***** DATA PROVIDED
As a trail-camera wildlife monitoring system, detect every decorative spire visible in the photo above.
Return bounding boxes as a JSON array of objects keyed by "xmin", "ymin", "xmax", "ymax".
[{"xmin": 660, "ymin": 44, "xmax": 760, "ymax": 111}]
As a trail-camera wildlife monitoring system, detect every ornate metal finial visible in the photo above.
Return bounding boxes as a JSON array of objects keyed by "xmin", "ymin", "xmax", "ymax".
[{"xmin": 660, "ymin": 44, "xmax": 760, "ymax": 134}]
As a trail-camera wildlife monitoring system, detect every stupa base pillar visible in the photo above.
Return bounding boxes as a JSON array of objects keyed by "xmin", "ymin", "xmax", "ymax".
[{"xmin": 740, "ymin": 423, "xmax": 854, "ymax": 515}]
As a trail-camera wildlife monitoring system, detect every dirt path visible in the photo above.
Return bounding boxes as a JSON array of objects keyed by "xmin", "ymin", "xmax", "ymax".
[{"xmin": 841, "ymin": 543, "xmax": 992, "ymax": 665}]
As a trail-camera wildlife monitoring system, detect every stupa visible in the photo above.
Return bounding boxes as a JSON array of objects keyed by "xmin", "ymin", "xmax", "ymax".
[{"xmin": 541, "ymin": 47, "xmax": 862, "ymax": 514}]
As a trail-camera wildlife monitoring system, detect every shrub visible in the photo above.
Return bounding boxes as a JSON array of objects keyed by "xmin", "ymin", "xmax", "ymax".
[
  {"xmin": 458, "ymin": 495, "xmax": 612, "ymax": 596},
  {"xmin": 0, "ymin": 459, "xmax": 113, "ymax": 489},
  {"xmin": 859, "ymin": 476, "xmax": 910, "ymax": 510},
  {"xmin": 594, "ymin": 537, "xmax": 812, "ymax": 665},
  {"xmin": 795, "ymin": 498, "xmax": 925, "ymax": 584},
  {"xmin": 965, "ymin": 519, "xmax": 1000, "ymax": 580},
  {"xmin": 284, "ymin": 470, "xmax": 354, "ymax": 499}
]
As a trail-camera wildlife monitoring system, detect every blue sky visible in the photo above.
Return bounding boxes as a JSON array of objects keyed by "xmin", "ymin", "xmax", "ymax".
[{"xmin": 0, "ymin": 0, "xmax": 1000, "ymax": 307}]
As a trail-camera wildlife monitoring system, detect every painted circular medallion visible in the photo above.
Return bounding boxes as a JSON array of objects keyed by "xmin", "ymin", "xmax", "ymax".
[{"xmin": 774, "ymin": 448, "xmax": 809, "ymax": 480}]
**********
**EXERCISE OBJECTIVE**
Type the material above out again, exactly.

**SOLUTION TO THIS PROBLEM**
As a trail-camera wildlife monitoring system, detect every decorative spire visible in the photo above.
Return bounding boxes as a JSON array of objects keyed by "xmin", "ymin", "xmax", "ymax".
[{"xmin": 660, "ymin": 44, "xmax": 760, "ymax": 111}]
As a trail-camera wildlife monitoring system, detect every ornate metal finial visible in the photo above.
Return bounding boxes as a JSON array of objects keyed by "xmin", "ymin", "xmax", "ymax".
[{"xmin": 660, "ymin": 44, "xmax": 760, "ymax": 134}]
As a trail-camera wildlife monitoring system, detect every stupa base pillar visible in the photo above.
Return bounding boxes as a JSON array of objects keyed by "xmin", "ymin", "xmax", "ymax".
[{"xmin": 740, "ymin": 423, "xmax": 854, "ymax": 515}]
As a trail-camera wildlife monitoring system, detect every dirt path visible in the photo above.
Return bounding boxes as a JSON array of objects keyed by "xmin", "ymin", "xmax", "ymax".
[{"xmin": 841, "ymin": 543, "xmax": 992, "ymax": 665}]
As a trail-camera wildlife monitoring system, detect every stupa visible in the photo above.
Return bounding boxes as a JSON array of objects keyed by "xmin", "ymin", "xmax", "ymax".
[{"xmin": 541, "ymin": 47, "xmax": 862, "ymax": 514}]
As a trail-camera wildlife monitoring system, detect every shrub visible in the photo above.
Return bounding boxes as a JSON array of objects keyed by "xmin", "ymin", "xmax", "ymax".
[
  {"xmin": 458, "ymin": 495, "xmax": 612, "ymax": 596},
  {"xmin": 0, "ymin": 459, "xmax": 113, "ymax": 489},
  {"xmin": 859, "ymin": 476, "xmax": 910, "ymax": 510},
  {"xmin": 594, "ymin": 537, "xmax": 812, "ymax": 665},
  {"xmin": 795, "ymin": 498, "xmax": 925, "ymax": 584},
  {"xmin": 965, "ymin": 519, "xmax": 1000, "ymax": 580},
  {"xmin": 284, "ymin": 470, "xmax": 354, "ymax": 499}
]
As a trail-camera wildlife monitoring system, detect every blue sky visible in the photo above.
Return bounding boxes as a JSON array of objects keyed by "xmin", "ymin", "xmax", "ymax".
[{"xmin": 0, "ymin": 0, "xmax": 1000, "ymax": 307}]
As a trail-camera wildlife monitoring system, detect every painted circular medallion visible in the photo above.
Return bounding boxes as a JSON array of objects keyed by "xmin", "ymin", "xmax", "ymax".
[{"xmin": 774, "ymin": 448, "xmax": 809, "ymax": 480}]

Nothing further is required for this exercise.